=== Saved entries ===
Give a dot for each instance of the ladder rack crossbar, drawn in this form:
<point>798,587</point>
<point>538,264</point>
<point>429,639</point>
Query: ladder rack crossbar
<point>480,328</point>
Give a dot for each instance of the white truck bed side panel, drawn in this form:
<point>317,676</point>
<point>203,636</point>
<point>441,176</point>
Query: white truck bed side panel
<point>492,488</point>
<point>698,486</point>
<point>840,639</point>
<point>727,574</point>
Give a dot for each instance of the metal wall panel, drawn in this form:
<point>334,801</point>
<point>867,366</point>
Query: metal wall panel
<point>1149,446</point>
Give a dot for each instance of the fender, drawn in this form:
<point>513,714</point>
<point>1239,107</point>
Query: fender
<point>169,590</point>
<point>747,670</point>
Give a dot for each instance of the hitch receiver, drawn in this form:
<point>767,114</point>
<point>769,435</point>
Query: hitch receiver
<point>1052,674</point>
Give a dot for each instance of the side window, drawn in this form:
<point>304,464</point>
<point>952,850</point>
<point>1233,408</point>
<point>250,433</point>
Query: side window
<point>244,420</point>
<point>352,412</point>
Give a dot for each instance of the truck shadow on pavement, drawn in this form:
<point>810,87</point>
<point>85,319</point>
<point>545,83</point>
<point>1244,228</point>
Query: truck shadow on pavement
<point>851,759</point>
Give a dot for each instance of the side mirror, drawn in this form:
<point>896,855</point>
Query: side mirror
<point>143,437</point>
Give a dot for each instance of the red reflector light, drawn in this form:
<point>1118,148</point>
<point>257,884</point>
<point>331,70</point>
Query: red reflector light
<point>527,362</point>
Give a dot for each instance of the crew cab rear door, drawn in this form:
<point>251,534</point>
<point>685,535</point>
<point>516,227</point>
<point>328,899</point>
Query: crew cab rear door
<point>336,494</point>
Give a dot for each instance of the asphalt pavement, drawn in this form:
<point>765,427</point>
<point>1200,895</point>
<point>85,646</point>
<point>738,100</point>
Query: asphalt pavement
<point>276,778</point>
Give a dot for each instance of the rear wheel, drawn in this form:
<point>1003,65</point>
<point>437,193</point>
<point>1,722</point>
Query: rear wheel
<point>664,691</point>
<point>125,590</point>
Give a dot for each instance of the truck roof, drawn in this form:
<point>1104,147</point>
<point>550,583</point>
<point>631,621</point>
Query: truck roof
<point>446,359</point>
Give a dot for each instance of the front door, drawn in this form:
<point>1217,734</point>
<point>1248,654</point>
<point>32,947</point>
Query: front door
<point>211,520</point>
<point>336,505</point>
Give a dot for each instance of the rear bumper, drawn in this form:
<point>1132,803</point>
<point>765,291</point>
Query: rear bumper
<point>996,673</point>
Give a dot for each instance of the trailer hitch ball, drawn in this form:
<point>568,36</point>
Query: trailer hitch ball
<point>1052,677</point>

...

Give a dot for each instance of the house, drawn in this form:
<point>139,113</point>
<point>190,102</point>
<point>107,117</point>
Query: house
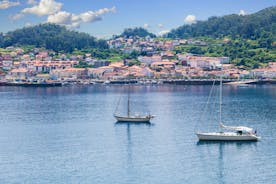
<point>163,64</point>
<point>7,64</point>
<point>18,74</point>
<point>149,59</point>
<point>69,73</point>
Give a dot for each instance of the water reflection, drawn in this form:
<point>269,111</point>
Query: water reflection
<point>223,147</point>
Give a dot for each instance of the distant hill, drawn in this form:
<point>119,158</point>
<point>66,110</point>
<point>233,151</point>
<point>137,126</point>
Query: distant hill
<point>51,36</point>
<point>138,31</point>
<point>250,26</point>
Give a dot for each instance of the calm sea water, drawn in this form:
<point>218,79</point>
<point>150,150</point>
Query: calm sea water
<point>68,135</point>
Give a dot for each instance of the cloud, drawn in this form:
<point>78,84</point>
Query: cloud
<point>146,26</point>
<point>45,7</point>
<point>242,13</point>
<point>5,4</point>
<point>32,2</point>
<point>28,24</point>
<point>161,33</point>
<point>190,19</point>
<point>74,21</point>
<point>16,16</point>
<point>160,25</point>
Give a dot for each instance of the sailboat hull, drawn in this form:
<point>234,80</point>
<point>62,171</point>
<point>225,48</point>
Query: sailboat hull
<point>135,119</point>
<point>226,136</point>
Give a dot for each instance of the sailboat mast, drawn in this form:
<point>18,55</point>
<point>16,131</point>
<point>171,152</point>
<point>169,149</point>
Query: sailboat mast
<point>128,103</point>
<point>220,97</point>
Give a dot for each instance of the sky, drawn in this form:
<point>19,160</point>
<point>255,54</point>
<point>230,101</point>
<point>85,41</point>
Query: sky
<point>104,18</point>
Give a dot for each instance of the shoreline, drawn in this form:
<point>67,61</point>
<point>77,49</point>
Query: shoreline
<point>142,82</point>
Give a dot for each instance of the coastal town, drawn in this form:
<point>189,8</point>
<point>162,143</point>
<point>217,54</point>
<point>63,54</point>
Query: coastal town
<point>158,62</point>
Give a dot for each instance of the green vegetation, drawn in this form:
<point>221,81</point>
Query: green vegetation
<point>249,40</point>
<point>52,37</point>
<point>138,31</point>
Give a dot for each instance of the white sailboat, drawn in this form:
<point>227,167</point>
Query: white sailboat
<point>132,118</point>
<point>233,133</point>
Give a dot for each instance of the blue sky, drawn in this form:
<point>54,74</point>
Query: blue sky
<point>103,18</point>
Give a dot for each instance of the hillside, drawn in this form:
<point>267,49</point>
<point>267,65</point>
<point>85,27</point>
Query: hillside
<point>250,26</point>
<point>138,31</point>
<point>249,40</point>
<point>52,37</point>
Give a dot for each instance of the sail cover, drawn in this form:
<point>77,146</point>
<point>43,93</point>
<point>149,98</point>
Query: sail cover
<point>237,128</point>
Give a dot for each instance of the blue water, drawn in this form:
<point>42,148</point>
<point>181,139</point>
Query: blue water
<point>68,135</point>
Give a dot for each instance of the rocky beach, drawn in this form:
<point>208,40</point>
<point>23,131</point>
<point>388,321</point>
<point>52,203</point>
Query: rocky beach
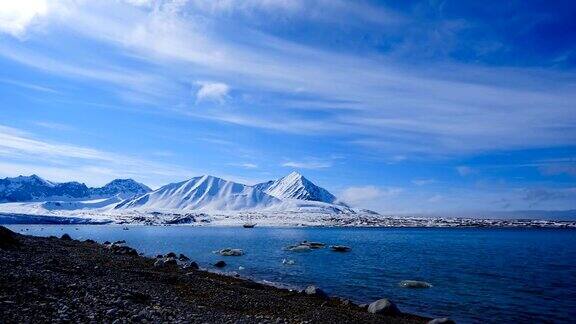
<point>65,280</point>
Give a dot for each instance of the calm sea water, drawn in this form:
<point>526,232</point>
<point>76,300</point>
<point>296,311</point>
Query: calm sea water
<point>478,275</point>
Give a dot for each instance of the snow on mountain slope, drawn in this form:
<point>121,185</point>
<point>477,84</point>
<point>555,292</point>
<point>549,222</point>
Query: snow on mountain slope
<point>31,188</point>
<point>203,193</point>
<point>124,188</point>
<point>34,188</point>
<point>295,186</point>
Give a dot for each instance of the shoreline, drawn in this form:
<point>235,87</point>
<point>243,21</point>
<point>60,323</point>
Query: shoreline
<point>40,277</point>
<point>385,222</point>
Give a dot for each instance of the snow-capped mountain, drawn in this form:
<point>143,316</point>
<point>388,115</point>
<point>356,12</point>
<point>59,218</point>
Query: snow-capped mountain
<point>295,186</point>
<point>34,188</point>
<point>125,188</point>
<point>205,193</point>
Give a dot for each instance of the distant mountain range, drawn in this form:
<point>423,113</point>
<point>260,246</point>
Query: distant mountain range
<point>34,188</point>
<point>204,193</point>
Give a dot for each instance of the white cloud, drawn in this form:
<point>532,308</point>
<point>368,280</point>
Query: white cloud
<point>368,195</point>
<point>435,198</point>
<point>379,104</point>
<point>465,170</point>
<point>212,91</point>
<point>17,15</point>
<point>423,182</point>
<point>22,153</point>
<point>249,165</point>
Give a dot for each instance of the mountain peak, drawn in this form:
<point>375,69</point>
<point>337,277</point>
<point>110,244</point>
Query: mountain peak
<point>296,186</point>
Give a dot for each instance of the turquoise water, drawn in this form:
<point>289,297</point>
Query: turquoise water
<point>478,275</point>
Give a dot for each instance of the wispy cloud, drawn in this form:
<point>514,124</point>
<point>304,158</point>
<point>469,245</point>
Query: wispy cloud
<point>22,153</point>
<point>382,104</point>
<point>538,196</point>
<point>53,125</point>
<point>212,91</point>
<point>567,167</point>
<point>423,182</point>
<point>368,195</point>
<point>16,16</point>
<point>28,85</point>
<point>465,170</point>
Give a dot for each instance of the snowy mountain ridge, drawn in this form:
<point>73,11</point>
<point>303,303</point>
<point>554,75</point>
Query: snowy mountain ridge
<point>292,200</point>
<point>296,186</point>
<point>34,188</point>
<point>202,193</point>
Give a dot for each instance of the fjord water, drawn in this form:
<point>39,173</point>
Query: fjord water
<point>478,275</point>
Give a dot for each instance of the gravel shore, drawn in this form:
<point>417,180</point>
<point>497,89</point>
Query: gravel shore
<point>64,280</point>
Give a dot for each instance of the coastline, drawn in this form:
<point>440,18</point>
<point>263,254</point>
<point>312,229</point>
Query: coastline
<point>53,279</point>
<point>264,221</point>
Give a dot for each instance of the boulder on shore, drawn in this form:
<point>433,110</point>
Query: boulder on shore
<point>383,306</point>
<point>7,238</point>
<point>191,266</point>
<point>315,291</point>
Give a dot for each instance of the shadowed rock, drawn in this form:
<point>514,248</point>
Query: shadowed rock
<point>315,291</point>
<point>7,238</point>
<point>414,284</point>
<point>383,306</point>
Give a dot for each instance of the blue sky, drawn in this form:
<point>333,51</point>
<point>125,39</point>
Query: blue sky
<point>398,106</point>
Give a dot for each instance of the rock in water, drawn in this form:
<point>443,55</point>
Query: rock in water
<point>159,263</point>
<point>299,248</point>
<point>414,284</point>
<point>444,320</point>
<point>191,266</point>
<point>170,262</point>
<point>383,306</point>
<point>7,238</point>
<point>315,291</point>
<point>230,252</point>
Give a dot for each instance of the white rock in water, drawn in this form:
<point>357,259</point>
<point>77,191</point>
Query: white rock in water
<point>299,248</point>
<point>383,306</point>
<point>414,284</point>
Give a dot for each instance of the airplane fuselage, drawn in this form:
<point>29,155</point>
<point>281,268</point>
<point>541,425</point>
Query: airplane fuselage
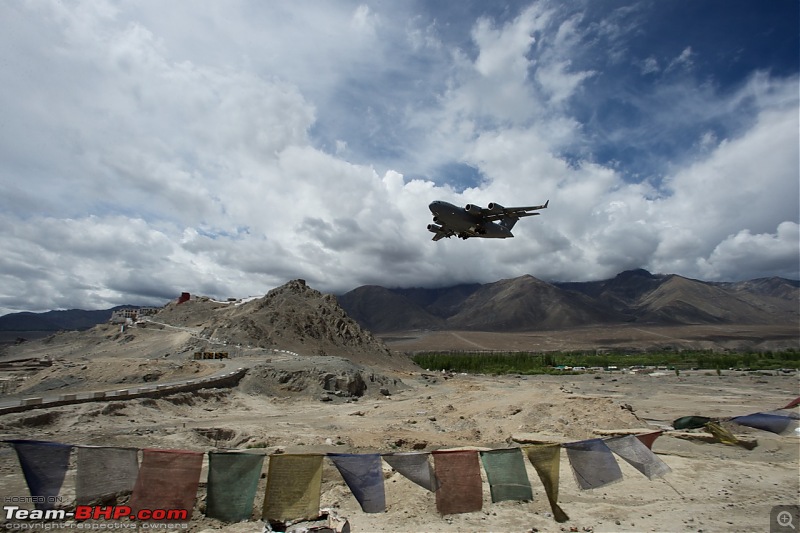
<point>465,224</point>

=== DIRECTIONS FOR THIS TASK ===
A verbatim transcription is needed of the lines above, starting at the line with "Query: crew cab rear door" and ending at the line with "<point>1,722</point>", both included, and of nothing else.

=== ANSWER BOX ===
Query: crew cab rear door
<point>336,494</point>
Give a dot for each instance of the asphalt pavement, drawn in this form:
<point>765,427</point>
<point>1200,895</point>
<point>85,646</point>
<point>738,100</point>
Query: asphalt pavement
<point>276,778</point>
Give a dot for each instance of the rear wheel, drawn in this form:
<point>1003,65</point>
<point>437,193</point>
<point>1,722</point>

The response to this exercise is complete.